* [Dataset extract]:
● ● ● ●
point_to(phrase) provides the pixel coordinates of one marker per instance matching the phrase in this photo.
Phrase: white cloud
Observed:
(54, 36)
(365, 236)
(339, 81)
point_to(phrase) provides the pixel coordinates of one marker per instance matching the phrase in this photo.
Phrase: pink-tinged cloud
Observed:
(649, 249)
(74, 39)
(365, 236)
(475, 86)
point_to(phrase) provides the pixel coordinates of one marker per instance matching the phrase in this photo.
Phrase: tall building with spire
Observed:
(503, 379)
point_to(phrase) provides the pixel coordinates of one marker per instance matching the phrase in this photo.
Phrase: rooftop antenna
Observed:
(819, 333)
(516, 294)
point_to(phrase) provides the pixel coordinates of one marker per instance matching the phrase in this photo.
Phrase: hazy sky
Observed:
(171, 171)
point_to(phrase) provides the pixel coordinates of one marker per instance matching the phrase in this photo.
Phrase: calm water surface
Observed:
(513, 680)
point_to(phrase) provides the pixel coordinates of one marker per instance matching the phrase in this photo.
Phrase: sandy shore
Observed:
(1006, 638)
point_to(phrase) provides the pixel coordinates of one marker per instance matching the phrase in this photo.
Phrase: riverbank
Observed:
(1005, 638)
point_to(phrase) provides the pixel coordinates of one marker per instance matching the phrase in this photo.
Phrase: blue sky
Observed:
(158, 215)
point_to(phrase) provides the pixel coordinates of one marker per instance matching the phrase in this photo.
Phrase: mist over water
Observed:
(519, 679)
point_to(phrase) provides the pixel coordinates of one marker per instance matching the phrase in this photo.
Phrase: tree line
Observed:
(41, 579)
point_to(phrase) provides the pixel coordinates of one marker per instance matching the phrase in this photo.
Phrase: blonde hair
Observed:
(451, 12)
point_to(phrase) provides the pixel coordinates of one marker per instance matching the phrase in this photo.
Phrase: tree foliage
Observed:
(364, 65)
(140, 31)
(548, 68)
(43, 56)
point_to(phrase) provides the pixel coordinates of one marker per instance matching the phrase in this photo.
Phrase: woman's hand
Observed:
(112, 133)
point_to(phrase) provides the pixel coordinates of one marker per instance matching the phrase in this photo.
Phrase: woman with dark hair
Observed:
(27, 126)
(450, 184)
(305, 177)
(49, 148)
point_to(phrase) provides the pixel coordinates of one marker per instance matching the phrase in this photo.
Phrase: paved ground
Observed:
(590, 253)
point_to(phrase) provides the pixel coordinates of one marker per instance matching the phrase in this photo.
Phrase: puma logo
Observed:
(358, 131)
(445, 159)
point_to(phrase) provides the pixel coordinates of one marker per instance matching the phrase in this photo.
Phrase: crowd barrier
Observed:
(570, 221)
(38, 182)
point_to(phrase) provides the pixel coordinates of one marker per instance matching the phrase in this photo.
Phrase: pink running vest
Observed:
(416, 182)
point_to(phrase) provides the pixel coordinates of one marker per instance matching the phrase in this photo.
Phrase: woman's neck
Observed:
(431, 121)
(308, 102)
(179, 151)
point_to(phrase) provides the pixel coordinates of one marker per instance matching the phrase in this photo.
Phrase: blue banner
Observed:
● ● ● ●
* [Written problem]:
Every entry should be printed again exactly as written.

* [Task result]:
point_to(phrase) provides the pixel coordinates of one marker per instance matching the phrase in this photo.
Phrase: white cloud
Observed:
(54, 36)
(365, 236)
(339, 81)
point_to(phrase) provides the pixel coordinates of one marker per instance matching the phrase in this photo.
Phrase: pink-tinged cloud
Observed:
(649, 249)
(74, 39)
(365, 236)
(475, 86)
point_to(phrase) provides the pixel coordinates of one marker per instance matching the phrase in this photo.
Phrase: tall building with spire
Observed:
(503, 379)
point_to(phrase) provides the pixel coordinates of one marker per instance matching the phrase in this photo.
Phrase: rooftop antenna
Observed:
(819, 333)
(516, 294)
point_to(phrase) provides the pixel coordinates of one marker per instance matching the phrase in this photo.
Phrase: hazy sky
Observed:
(171, 171)
point_to(phrase) provides the pixel coordinates of one marker per instance matching the phrase in this photo.
Phrase: calm water surface
Observed:
(513, 680)
point_to(phrase) provides the pixel coordinates of one marker per instance matching the phrase in this photo.
Phrase: sandy shore
Observed:
(1006, 638)
point_to(phrase) provides the pixel coordinates of one marker per instance matching the phrase in this photo.
Phrase: riverbank
Observed:
(1005, 638)
point_to(phrase) provides the pixel coordinates of one marker per instance matching the phrase in this photo.
Phrase: blue sky
Observed:
(158, 215)
point_to(phrase) provides the pixel coordinates of one marker per instance matching the phrase in this photo.
Phrase: mist over water
Observed:
(519, 679)
point_to(phrase) provides the pixel coordinates of one marker per instance matching the phrase in this photo.
Phrase: tree line
Observed:
(41, 579)
point_to(phrase) provides the pixel coordinates of one marker per instance matching the phrase in this photo.
Phrase: blonde hair
Observed:
(451, 12)
point_to(phrase) provides the pixel coordinates of one marker per instance matching the phrase in this photo.
Phrase: tree foliage
Observed:
(364, 65)
(140, 31)
(548, 68)
(43, 56)
point_to(phrase) provides the pixel coordinates of one marker per instance matching the phrase in this photo.
Phrase: woman's hand
Observed:
(112, 133)
point_to(phrase) provides the pixel coordinates of one marker per instance matching the phrase in this photo.
Phrase: woman with dark hair
Observed:
(27, 126)
(450, 184)
(305, 177)
(49, 148)
point_to(phrase) provides the pixel coordinates of one marker per instance matching the phrase in this photo.
Phrase: paved ground
Observed:
(590, 253)
point_to(phrase) provides the pixel coordinates of one marker per instance matching the phrase in this photo.
Phrase: puma logo
Observed:
(358, 131)
(445, 159)
point_to(phrase) provides the pixel coordinates of one marker per instance matching the phrase in this photo.
Phrase: crowd barrier
Observed:
(570, 221)
(38, 182)
point_to(phrase) provides the pixel coordinates of one marker per instance matching the phrase in this photo.
Phrase: pink running vest
Observed:
(416, 182)
point_to(phrase) provides the pixel coordinates of one marker per instance matching the phrase in this photo.
Phrase: woman's neck
Observed:
(431, 121)
(308, 102)
(179, 151)
point_to(phrase) provides the pixel coordinates of one marker per instance matching the phrase in this photo.
Phrase: blue banner
Observed:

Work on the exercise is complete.